(Bounding box annotations for photos)
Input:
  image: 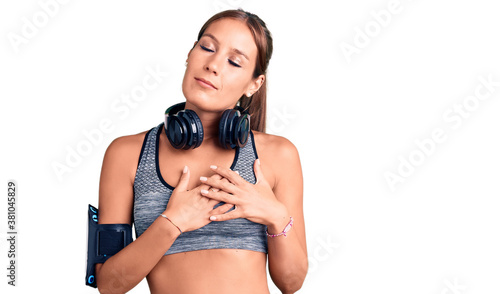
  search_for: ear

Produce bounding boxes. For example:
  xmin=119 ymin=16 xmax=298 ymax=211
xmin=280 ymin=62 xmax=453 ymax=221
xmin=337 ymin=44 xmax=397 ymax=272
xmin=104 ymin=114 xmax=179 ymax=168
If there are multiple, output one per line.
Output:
xmin=244 ymin=75 xmax=266 ymax=97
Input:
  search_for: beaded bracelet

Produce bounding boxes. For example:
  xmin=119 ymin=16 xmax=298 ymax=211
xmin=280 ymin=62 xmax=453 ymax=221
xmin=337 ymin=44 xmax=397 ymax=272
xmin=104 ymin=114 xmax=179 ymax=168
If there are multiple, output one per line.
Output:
xmin=160 ymin=214 xmax=182 ymax=234
xmin=266 ymin=217 xmax=293 ymax=238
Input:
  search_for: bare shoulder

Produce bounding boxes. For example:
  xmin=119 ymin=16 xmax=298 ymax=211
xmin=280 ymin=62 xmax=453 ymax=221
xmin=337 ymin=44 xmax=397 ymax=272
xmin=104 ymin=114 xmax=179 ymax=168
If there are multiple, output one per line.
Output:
xmin=99 ymin=127 xmax=147 ymax=224
xmin=253 ymin=131 xmax=298 ymax=159
xmin=253 ymin=131 xmax=302 ymax=191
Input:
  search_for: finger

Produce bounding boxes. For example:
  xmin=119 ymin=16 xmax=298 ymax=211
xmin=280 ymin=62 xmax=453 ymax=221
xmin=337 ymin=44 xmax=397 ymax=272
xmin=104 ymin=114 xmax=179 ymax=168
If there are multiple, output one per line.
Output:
xmin=210 ymin=209 xmax=242 ymax=222
xmin=175 ymin=165 xmax=191 ymax=191
xmin=253 ymin=158 xmax=266 ymax=184
xmin=210 ymin=203 xmax=234 ymax=215
xmin=200 ymin=190 xmax=240 ymax=204
xmin=210 ymin=165 xmax=245 ymax=185
xmin=200 ymin=174 xmax=222 ymax=191
xmin=200 ymin=177 xmax=238 ymax=194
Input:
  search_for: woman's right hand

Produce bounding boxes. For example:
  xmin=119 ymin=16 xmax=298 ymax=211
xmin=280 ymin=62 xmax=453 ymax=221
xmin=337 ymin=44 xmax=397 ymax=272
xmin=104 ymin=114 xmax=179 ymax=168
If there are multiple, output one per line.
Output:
xmin=163 ymin=166 xmax=233 ymax=232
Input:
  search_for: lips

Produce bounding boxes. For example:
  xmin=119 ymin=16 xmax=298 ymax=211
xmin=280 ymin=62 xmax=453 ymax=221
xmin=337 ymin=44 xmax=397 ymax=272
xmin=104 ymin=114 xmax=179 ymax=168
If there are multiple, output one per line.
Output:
xmin=194 ymin=78 xmax=217 ymax=90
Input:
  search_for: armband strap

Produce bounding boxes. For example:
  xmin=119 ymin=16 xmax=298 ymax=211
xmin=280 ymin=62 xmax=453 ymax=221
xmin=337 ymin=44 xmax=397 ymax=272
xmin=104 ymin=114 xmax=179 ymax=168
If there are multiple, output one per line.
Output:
xmin=85 ymin=204 xmax=132 ymax=288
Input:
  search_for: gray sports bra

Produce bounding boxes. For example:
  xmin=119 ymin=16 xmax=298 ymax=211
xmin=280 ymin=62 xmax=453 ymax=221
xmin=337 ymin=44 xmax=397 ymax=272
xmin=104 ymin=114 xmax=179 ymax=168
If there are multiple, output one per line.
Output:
xmin=134 ymin=122 xmax=267 ymax=255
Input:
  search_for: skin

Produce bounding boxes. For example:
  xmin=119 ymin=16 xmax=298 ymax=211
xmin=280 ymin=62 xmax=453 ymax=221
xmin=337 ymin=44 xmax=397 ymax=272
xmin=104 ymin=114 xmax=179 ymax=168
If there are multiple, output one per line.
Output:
xmin=92 ymin=18 xmax=307 ymax=294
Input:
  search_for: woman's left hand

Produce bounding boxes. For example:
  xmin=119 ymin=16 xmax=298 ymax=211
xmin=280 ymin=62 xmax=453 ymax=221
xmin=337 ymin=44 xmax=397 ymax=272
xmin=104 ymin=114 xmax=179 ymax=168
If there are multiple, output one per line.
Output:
xmin=200 ymin=159 xmax=288 ymax=226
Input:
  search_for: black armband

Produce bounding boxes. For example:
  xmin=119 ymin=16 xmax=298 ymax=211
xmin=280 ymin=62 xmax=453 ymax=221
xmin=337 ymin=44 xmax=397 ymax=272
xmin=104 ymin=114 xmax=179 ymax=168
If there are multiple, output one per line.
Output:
xmin=85 ymin=204 xmax=132 ymax=288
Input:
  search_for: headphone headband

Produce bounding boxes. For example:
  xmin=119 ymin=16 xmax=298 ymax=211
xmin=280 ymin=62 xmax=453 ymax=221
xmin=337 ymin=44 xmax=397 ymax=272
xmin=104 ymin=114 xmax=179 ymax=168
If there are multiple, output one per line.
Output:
xmin=165 ymin=102 xmax=250 ymax=149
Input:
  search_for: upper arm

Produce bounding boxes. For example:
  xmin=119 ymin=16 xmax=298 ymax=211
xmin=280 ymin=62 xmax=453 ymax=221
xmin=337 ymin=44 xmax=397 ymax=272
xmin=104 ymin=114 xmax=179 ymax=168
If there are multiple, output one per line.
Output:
xmin=259 ymin=135 xmax=307 ymax=252
xmin=99 ymin=135 xmax=142 ymax=224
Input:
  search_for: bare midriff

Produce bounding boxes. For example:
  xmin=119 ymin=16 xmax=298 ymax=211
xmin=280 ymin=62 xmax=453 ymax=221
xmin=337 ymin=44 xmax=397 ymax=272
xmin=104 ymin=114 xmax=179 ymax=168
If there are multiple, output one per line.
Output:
xmin=146 ymin=249 xmax=269 ymax=294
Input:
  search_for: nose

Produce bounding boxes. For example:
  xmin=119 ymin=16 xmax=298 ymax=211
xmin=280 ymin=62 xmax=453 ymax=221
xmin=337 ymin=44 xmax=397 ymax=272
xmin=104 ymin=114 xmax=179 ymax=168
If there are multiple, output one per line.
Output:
xmin=205 ymin=56 xmax=220 ymax=75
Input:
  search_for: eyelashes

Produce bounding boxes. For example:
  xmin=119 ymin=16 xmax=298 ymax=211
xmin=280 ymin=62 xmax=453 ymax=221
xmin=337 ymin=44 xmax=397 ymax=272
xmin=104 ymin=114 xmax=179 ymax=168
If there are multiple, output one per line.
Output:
xmin=200 ymin=45 xmax=241 ymax=67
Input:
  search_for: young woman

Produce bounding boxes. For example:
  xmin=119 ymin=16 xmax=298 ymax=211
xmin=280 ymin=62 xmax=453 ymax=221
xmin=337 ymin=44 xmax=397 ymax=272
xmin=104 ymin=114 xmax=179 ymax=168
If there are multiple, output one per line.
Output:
xmin=96 ymin=9 xmax=308 ymax=294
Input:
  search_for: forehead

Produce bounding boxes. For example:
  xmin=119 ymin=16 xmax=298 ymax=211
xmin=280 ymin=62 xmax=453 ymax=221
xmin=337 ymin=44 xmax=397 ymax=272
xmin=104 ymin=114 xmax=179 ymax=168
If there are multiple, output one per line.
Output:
xmin=205 ymin=18 xmax=257 ymax=57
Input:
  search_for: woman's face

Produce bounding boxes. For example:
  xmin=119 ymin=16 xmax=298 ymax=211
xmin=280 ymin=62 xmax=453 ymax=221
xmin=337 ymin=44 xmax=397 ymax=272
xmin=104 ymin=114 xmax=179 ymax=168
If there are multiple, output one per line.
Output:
xmin=182 ymin=18 xmax=264 ymax=112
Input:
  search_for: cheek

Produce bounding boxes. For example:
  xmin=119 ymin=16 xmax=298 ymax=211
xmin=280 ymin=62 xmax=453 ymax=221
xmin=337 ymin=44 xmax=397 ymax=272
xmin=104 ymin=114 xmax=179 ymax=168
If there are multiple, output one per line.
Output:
xmin=223 ymin=73 xmax=250 ymax=95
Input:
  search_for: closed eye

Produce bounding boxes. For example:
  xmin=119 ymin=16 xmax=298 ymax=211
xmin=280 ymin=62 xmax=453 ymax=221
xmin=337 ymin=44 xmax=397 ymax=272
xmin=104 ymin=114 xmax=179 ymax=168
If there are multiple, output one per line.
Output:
xmin=228 ymin=59 xmax=241 ymax=67
xmin=200 ymin=45 xmax=241 ymax=67
xmin=200 ymin=45 xmax=214 ymax=52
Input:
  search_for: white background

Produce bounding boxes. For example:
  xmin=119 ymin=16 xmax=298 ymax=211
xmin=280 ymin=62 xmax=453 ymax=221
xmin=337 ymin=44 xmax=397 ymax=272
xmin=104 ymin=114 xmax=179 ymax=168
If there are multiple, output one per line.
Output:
xmin=0 ymin=0 xmax=500 ymax=294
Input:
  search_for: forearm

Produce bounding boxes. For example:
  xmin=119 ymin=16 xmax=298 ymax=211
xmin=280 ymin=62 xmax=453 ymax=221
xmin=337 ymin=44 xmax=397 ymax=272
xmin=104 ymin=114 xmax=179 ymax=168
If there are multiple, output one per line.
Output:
xmin=96 ymin=217 xmax=180 ymax=294
xmin=267 ymin=217 xmax=308 ymax=293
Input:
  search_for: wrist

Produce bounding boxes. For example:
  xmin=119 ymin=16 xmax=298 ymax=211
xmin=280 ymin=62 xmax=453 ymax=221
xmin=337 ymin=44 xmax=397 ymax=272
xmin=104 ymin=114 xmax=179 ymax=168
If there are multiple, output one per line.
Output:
xmin=157 ymin=214 xmax=182 ymax=239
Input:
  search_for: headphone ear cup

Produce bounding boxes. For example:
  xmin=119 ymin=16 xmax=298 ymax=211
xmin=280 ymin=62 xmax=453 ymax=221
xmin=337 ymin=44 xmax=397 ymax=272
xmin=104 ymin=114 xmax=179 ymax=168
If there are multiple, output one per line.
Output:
xmin=183 ymin=109 xmax=203 ymax=149
xmin=219 ymin=109 xmax=234 ymax=149
xmin=165 ymin=115 xmax=188 ymax=149
xmin=219 ymin=109 xmax=250 ymax=149
xmin=234 ymin=113 xmax=250 ymax=147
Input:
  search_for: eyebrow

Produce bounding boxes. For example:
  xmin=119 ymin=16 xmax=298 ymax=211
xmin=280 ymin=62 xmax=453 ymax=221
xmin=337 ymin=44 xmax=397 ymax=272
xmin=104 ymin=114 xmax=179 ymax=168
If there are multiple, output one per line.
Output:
xmin=202 ymin=33 xmax=250 ymax=60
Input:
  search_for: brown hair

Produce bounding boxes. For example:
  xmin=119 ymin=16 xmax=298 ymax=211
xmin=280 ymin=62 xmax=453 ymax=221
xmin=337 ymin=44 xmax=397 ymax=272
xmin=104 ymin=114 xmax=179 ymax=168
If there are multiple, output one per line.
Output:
xmin=198 ymin=8 xmax=273 ymax=132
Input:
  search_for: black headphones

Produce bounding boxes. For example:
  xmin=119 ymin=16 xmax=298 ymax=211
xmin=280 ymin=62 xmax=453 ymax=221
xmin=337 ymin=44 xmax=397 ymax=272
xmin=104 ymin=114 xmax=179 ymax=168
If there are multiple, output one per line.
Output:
xmin=165 ymin=102 xmax=250 ymax=150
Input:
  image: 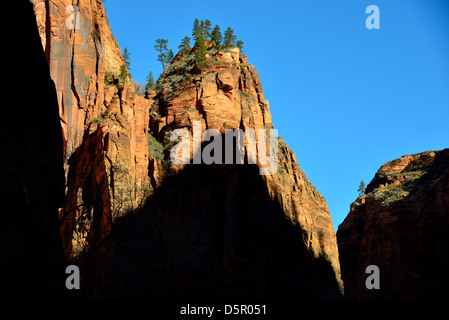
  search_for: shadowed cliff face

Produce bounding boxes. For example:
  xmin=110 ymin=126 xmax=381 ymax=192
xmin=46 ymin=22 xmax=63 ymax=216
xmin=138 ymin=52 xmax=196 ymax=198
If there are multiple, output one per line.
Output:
xmin=0 ymin=0 xmax=64 ymax=297
xmin=92 ymin=160 xmax=342 ymax=301
xmin=23 ymin=0 xmax=342 ymax=298
xmin=337 ymin=149 xmax=449 ymax=299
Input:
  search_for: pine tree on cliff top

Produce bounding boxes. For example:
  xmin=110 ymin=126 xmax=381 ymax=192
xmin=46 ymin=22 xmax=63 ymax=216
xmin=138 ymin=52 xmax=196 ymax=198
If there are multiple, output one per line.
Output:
xmin=145 ymin=71 xmax=155 ymax=92
xmin=195 ymin=34 xmax=207 ymax=70
xmin=357 ymin=180 xmax=366 ymax=196
xmin=223 ymin=27 xmax=237 ymax=48
xmin=165 ymin=49 xmax=175 ymax=65
xmin=192 ymin=18 xmax=202 ymax=42
xmin=154 ymin=39 xmax=169 ymax=69
xmin=203 ymin=19 xmax=212 ymax=39
xmin=210 ymin=25 xmax=223 ymax=46
xmin=235 ymin=40 xmax=244 ymax=53
xmin=178 ymin=36 xmax=192 ymax=53
xmin=118 ymin=48 xmax=131 ymax=81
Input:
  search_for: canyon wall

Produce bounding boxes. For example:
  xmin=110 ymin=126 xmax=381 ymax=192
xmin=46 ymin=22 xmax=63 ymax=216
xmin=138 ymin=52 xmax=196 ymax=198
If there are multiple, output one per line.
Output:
xmin=0 ymin=0 xmax=66 ymax=300
xmin=32 ymin=0 xmax=150 ymax=257
xmin=337 ymin=149 xmax=449 ymax=299
xmin=25 ymin=0 xmax=343 ymax=299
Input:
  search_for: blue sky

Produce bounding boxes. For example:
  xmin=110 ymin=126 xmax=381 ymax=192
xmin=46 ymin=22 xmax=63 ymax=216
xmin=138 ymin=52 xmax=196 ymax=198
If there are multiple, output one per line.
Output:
xmin=105 ymin=0 xmax=449 ymax=230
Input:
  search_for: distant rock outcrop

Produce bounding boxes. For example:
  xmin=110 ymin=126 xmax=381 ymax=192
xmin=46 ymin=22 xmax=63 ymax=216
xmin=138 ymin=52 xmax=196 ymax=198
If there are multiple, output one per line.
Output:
xmin=337 ymin=149 xmax=449 ymax=299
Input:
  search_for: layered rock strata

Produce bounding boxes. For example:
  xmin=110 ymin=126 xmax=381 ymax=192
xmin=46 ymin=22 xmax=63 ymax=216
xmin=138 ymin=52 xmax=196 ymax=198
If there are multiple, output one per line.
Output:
xmin=337 ymin=149 xmax=449 ymax=299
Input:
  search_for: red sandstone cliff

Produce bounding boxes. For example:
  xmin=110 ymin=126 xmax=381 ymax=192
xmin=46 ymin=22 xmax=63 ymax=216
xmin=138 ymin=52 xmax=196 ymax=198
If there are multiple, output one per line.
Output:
xmin=337 ymin=149 xmax=449 ymax=299
xmin=32 ymin=0 xmax=149 ymax=256
xmin=100 ymin=43 xmax=342 ymax=299
xmin=32 ymin=0 xmax=342 ymax=298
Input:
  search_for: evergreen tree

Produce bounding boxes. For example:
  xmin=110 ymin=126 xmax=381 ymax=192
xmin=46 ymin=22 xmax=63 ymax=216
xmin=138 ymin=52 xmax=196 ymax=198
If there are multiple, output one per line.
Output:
xmin=192 ymin=18 xmax=202 ymax=42
xmin=123 ymin=48 xmax=131 ymax=71
xmin=118 ymin=48 xmax=131 ymax=82
xmin=195 ymin=34 xmax=207 ymax=70
xmin=203 ymin=20 xmax=212 ymax=40
xmin=235 ymin=40 xmax=244 ymax=53
xmin=166 ymin=49 xmax=175 ymax=65
xmin=145 ymin=71 xmax=155 ymax=92
xmin=154 ymin=39 xmax=169 ymax=69
xmin=357 ymin=180 xmax=366 ymax=196
xmin=223 ymin=27 xmax=237 ymax=48
xmin=178 ymin=36 xmax=192 ymax=52
xmin=210 ymin=25 xmax=223 ymax=46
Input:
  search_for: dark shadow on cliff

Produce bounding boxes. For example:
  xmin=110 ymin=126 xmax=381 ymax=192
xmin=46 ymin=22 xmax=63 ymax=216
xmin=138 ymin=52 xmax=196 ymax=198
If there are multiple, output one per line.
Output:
xmin=0 ymin=0 xmax=65 ymax=299
xmin=91 ymin=145 xmax=341 ymax=301
xmin=337 ymin=149 xmax=449 ymax=300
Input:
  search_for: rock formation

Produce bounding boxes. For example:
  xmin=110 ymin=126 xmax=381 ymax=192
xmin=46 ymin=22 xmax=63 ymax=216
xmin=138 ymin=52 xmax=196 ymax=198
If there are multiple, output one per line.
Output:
xmin=99 ymin=44 xmax=342 ymax=299
xmin=25 ymin=0 xmax=342 ymax=299
xmin=32 ymin=0 xmax=149 ymax=258
xmin=337 ymin=149 xmax=449 ymax=299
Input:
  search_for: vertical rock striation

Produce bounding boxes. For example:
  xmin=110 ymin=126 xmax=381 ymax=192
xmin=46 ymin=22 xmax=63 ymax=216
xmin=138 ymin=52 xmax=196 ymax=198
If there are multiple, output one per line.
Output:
xmin=31 ymin=0 xmax=149 ymax=257
xmin=104 ymin=44 xmax=342 ymax=299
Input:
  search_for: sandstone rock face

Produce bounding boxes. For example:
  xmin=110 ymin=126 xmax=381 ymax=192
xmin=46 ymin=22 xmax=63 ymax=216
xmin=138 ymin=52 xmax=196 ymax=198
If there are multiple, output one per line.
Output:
xmin=0 ymin=0 xmax=65 ymax=301
xmin=100 ymin=45 xmax=342 ymax=299
xmin=337 ymin=149 xmax=449 ymax=299
xmin=32 ymin=0 xmax=149 ymax=257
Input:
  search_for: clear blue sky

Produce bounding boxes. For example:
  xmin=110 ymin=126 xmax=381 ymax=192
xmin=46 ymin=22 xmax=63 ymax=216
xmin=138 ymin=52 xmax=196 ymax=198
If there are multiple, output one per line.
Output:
xmin=105 ymin=0 xmax=449 ymax=230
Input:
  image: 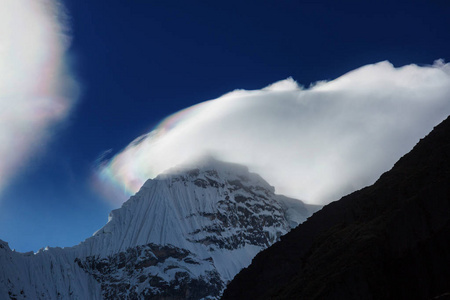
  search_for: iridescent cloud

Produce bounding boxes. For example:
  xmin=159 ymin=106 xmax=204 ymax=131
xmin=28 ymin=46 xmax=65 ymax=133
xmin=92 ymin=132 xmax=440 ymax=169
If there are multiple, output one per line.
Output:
xmin=97 ymin=60 xmax=450 ymax=204
xmin=0 ymin=0 xmax=77 ymax=192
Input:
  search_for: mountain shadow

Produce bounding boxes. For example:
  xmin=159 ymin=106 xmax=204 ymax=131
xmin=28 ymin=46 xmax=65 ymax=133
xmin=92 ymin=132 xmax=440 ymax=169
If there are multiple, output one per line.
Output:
xmin=222 ymin=118 xmax=450 ymax=299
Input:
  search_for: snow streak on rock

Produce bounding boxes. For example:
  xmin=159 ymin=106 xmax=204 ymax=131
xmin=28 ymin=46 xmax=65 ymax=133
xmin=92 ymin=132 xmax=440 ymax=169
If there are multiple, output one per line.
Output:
xmin=0 ymin=159 xmax=317 ymax=299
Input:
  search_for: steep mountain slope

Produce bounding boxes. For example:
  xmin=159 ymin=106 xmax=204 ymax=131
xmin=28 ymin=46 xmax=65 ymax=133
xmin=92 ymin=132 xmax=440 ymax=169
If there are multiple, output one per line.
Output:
xmin=0 ymin=158 xmax=317 ymax=299
xmin=222 ymin=115 xmax=450 ymax=299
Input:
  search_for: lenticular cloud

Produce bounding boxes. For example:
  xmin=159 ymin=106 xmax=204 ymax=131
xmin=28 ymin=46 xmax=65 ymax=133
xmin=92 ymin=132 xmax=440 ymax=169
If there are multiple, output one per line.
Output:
xmin=99 ymin=61 xmax=450 ymax=204
xmin=0 ymin=0 xmax=76 ymax=196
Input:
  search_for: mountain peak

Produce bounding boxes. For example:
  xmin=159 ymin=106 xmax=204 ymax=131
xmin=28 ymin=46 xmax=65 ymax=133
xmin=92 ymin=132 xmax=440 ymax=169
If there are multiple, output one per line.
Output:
xmin=151 ymin=156 xmax=275 ymax=193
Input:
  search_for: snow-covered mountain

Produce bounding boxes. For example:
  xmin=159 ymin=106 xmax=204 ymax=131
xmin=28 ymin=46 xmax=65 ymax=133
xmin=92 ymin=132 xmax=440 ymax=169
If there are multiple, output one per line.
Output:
xmin=0 ymin=158 xmax=318 ymax=299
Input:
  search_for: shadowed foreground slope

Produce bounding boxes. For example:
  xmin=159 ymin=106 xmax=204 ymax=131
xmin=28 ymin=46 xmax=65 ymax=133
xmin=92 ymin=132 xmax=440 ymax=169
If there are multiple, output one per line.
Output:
xmin=223 ymin=118 xmax=450 ymax=299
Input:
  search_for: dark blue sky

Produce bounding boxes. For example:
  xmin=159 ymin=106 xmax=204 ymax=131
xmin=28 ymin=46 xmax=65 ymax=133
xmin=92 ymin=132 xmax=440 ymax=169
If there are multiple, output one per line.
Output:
xmin=0 ymin=0 xmax=450 ymax=251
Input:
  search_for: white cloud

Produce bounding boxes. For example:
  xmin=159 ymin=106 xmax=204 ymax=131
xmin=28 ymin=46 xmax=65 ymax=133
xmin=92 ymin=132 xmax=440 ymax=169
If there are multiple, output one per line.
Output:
xmin=0 ymin=0 xmax=76 ymax=192
xmin=99 ymin=61 xmax=450 ymax=203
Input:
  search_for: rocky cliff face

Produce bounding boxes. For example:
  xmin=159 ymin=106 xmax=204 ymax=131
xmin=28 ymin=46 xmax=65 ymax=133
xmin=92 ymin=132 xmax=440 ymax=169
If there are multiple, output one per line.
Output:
xmin=0 ymin=159 xmax=317 ymax=299
xmin=223 ymin=119 xmax=450 ymax=299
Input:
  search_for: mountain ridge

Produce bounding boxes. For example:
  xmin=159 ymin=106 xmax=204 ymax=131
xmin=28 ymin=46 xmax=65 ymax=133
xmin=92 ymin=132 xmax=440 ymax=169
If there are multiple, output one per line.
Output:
xmin=0 ymin=159 xmax=315 ymax=299
xmin=222 ymin=118 xmax=450 ymax=299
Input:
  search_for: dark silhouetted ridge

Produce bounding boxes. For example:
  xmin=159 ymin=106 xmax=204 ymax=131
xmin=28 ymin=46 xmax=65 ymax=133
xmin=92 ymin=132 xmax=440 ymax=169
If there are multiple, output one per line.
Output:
xmin=223 ymin=118 xmax=450 ymax=299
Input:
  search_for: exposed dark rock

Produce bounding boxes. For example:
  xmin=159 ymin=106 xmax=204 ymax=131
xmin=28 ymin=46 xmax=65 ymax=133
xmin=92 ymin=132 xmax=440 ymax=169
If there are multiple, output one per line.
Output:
xmin=75 ymin=244 xmax=223 ymax=299
xmin=223 ymin=115 xmax=450 ymax=299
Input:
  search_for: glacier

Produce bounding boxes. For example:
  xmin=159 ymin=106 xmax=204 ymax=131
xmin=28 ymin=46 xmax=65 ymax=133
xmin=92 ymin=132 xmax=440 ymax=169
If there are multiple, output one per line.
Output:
xmin=0 ymin=158 xmax=320 ymax=299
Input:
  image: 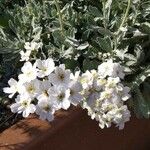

- **Exercise**
Report how many lines of the records contain the word "ridge", giving only the number.

- **Completed task**
2